* **THE EXERCISE**
Please pull out every line below that contains the string "soundhole", where case counts.

══════════════════════════════

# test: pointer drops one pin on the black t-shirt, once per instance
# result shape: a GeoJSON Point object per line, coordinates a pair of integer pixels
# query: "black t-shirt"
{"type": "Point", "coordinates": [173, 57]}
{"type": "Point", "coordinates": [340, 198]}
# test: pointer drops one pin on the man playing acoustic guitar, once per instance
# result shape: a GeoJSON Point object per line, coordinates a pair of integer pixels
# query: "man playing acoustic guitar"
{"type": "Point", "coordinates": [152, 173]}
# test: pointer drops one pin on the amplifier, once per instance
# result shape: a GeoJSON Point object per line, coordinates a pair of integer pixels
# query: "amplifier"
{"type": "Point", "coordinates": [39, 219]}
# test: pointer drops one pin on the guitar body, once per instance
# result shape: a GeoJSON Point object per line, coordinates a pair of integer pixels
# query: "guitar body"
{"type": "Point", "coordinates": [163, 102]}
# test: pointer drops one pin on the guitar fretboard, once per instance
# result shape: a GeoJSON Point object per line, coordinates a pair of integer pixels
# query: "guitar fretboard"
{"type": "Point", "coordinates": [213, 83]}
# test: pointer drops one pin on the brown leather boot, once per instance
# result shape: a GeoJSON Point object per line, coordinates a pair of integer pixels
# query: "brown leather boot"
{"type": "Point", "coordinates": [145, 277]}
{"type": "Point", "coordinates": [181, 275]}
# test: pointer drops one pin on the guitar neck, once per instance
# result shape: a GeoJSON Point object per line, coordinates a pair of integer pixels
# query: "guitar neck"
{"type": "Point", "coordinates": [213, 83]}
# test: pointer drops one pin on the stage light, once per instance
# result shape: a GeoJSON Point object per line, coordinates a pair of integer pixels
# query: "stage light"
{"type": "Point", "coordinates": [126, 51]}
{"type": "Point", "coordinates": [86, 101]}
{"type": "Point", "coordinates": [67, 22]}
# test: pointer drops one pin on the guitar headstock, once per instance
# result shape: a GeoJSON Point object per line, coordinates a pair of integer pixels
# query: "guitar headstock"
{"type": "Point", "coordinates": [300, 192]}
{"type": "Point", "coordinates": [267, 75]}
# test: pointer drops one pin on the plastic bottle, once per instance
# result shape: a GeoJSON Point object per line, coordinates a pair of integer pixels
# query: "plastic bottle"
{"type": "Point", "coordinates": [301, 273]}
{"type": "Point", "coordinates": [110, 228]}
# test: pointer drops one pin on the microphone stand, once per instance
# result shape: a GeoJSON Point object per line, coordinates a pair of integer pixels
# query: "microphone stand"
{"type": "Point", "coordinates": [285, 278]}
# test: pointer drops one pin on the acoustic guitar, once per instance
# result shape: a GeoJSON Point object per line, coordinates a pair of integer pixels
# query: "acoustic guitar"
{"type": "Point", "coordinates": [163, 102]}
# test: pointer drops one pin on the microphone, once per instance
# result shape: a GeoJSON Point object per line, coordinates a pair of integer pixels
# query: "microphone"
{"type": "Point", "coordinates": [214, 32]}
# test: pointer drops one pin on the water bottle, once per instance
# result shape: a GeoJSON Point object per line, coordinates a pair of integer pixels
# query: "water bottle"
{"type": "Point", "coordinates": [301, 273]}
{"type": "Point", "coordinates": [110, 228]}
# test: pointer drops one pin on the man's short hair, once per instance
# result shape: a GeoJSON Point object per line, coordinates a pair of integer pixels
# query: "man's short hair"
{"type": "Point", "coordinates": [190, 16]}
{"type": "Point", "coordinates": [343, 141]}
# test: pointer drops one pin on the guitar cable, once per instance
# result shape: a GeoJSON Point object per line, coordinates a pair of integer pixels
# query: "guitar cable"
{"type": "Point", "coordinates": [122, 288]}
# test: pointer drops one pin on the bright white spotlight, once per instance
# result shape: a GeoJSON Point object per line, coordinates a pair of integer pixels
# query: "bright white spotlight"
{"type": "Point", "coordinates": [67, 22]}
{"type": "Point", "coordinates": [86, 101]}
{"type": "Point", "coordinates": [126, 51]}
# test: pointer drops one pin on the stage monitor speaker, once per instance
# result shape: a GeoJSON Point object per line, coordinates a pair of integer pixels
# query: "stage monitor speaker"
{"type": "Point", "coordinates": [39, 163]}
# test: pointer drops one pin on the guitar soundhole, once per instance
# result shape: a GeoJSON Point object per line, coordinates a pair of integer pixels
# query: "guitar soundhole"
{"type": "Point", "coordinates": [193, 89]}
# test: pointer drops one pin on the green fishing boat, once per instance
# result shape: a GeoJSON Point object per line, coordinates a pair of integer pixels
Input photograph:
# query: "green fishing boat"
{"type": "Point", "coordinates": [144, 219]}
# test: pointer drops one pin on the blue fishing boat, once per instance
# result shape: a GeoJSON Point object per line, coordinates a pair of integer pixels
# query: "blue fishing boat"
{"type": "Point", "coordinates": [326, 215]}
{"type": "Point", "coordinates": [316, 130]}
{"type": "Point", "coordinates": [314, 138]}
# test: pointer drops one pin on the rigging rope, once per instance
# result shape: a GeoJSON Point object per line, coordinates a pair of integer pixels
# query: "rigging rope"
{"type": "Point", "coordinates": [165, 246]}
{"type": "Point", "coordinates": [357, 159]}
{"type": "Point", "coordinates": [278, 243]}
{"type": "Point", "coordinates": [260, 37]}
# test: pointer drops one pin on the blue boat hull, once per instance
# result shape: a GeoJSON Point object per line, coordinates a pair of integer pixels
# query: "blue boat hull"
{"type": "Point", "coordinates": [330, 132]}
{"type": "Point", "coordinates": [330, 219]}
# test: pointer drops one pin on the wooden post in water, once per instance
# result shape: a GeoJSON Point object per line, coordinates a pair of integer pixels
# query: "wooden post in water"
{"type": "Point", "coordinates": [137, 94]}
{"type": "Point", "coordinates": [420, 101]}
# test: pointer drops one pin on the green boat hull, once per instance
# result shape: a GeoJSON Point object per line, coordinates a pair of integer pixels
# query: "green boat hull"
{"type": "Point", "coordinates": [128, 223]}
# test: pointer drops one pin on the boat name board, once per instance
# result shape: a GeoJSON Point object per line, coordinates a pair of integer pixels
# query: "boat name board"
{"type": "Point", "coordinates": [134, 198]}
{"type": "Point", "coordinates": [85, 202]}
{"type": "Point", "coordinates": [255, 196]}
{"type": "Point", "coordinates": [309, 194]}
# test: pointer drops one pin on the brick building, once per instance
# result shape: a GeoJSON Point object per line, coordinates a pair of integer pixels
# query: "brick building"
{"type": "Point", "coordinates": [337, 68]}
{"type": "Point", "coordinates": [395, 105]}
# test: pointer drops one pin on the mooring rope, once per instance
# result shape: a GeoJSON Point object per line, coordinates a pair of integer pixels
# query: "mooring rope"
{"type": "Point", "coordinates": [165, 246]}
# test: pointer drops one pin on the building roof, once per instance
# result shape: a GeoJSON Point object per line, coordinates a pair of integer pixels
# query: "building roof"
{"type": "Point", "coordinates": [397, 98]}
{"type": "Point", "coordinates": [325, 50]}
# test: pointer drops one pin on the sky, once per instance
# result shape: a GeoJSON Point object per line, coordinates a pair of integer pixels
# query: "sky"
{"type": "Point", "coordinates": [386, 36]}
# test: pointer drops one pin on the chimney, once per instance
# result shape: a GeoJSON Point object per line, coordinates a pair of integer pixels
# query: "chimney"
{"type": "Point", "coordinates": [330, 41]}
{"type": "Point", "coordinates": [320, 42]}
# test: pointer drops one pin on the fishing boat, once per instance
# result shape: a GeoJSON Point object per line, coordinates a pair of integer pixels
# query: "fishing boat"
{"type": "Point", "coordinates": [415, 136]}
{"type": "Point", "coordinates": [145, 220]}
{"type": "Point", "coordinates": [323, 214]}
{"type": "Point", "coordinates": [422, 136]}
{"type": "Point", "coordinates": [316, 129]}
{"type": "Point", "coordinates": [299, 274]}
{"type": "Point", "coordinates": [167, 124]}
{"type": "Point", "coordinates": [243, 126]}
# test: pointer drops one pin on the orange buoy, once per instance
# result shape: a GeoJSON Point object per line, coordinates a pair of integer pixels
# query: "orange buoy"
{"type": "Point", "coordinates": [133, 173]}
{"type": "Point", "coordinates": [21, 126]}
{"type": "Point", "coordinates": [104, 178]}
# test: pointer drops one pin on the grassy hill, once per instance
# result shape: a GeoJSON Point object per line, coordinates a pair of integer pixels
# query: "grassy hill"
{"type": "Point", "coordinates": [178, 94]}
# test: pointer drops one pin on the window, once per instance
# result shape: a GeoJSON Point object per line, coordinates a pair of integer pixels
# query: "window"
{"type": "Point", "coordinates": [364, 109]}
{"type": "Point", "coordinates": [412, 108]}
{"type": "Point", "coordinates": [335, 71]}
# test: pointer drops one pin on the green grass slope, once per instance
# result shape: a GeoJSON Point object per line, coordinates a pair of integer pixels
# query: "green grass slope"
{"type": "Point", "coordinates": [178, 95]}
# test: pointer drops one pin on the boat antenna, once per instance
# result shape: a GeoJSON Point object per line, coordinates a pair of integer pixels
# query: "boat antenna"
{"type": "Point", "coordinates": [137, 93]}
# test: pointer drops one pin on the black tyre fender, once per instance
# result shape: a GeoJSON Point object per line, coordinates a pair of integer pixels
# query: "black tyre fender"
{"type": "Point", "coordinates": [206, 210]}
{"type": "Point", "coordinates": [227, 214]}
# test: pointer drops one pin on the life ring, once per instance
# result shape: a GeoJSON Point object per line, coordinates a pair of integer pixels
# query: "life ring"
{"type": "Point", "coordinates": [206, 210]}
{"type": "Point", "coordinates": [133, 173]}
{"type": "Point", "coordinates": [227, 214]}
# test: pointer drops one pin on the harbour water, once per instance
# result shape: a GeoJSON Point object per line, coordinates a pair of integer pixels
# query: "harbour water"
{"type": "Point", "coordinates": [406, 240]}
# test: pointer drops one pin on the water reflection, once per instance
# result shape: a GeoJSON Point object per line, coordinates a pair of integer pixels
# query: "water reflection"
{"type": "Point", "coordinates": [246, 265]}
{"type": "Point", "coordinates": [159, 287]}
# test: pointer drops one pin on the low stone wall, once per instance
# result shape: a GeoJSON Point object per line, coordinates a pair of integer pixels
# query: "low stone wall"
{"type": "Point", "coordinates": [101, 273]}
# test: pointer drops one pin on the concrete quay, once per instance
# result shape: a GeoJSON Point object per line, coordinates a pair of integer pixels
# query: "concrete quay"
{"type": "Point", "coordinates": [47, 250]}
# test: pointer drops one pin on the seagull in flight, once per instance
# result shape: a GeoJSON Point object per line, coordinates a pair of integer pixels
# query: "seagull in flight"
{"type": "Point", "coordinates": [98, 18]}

══════════════════════════════

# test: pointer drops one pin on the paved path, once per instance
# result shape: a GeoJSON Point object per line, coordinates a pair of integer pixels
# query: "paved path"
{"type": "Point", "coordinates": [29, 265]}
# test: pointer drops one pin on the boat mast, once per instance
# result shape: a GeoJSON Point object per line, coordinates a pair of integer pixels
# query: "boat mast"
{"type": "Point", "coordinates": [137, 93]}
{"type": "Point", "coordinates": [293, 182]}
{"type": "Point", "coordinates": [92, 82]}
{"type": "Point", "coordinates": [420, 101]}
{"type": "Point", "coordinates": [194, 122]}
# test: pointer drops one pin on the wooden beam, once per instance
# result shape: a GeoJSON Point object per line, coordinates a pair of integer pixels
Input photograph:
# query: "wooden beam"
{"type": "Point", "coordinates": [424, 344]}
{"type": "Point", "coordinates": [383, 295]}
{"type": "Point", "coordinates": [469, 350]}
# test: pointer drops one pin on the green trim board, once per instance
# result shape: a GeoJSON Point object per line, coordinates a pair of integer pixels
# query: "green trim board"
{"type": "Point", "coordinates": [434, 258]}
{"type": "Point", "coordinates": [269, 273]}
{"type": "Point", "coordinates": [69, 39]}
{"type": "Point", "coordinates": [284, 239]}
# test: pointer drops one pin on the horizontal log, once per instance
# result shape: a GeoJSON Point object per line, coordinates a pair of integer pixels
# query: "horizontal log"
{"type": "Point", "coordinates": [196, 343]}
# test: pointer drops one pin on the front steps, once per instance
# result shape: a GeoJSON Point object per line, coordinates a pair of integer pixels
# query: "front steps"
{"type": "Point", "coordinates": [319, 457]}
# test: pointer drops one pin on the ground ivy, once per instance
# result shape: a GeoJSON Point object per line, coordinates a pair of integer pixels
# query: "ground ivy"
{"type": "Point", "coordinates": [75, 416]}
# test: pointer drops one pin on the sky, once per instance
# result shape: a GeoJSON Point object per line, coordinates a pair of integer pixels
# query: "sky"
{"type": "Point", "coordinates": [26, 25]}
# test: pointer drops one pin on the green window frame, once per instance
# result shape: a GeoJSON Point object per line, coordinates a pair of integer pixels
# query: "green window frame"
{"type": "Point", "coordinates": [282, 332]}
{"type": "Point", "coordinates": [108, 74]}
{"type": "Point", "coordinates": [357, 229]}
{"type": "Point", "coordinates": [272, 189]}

══════════════════════════════

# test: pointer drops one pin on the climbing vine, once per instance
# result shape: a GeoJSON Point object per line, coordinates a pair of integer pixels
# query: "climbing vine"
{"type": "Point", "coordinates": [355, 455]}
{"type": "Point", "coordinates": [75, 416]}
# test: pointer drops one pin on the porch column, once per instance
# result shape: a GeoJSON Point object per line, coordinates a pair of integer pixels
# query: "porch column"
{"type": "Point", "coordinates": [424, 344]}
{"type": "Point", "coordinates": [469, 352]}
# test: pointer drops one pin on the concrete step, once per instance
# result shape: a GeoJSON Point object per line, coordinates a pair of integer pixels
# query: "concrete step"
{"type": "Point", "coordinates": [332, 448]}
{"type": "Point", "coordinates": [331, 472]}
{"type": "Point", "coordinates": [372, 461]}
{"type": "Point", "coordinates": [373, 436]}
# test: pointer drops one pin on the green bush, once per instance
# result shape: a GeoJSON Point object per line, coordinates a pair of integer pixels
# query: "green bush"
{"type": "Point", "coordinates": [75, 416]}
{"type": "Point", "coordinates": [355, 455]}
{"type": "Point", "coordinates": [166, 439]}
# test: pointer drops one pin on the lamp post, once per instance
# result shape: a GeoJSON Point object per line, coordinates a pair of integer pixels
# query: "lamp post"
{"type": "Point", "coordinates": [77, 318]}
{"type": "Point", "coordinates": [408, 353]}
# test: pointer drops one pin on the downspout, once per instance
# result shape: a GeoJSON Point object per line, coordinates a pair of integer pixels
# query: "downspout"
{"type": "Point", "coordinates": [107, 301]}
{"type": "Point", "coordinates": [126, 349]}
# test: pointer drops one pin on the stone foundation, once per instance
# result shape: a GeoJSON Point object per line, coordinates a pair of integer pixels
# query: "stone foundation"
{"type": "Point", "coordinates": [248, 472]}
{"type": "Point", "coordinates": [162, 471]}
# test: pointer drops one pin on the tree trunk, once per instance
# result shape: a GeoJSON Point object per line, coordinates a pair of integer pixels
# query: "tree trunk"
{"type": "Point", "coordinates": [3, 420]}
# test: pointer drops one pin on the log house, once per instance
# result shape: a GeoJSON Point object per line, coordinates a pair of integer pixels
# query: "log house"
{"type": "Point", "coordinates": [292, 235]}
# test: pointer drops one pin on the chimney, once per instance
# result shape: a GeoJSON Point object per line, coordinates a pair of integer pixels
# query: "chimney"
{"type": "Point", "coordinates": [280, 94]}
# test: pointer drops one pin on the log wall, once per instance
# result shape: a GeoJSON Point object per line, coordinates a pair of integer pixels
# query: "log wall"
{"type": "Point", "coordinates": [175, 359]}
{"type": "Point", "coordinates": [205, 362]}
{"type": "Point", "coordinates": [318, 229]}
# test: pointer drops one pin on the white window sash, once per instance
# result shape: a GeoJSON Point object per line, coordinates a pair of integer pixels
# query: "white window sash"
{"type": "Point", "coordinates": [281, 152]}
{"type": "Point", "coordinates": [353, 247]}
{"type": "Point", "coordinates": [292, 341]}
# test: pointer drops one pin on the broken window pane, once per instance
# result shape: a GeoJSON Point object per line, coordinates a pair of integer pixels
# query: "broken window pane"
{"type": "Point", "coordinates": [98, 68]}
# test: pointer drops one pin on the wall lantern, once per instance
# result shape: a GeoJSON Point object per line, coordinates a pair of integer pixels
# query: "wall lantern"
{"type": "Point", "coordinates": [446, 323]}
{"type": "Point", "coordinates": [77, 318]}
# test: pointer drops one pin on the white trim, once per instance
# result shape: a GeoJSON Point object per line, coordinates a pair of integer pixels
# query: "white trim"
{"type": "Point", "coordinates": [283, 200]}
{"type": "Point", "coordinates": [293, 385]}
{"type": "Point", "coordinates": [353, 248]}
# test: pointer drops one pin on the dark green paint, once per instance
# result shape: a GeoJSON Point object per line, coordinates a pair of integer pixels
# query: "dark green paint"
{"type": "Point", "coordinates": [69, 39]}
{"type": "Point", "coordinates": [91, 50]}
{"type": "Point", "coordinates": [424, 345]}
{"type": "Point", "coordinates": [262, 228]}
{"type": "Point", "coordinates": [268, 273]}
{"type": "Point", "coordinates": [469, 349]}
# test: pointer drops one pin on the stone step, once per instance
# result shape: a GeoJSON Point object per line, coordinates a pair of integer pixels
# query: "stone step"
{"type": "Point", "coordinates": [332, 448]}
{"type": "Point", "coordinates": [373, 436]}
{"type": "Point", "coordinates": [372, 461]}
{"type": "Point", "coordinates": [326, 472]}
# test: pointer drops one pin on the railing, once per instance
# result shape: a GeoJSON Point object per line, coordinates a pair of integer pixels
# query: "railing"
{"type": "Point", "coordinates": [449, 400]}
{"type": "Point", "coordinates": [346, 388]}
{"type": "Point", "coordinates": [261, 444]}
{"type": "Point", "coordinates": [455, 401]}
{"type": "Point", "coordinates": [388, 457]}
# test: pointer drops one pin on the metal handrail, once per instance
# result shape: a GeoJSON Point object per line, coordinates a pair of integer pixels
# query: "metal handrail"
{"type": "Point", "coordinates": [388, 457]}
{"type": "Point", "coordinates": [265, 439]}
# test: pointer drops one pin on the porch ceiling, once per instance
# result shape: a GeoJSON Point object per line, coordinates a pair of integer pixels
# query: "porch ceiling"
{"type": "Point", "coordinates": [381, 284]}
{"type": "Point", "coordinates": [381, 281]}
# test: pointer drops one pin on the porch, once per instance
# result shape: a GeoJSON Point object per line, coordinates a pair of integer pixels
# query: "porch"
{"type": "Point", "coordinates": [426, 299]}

══════════════════════════════

* **SOLUTION FOR THIS PROBLEM**
# test: pointer drops one pin on the guitar soundhole, once per instance
# query: "guitar soundhole"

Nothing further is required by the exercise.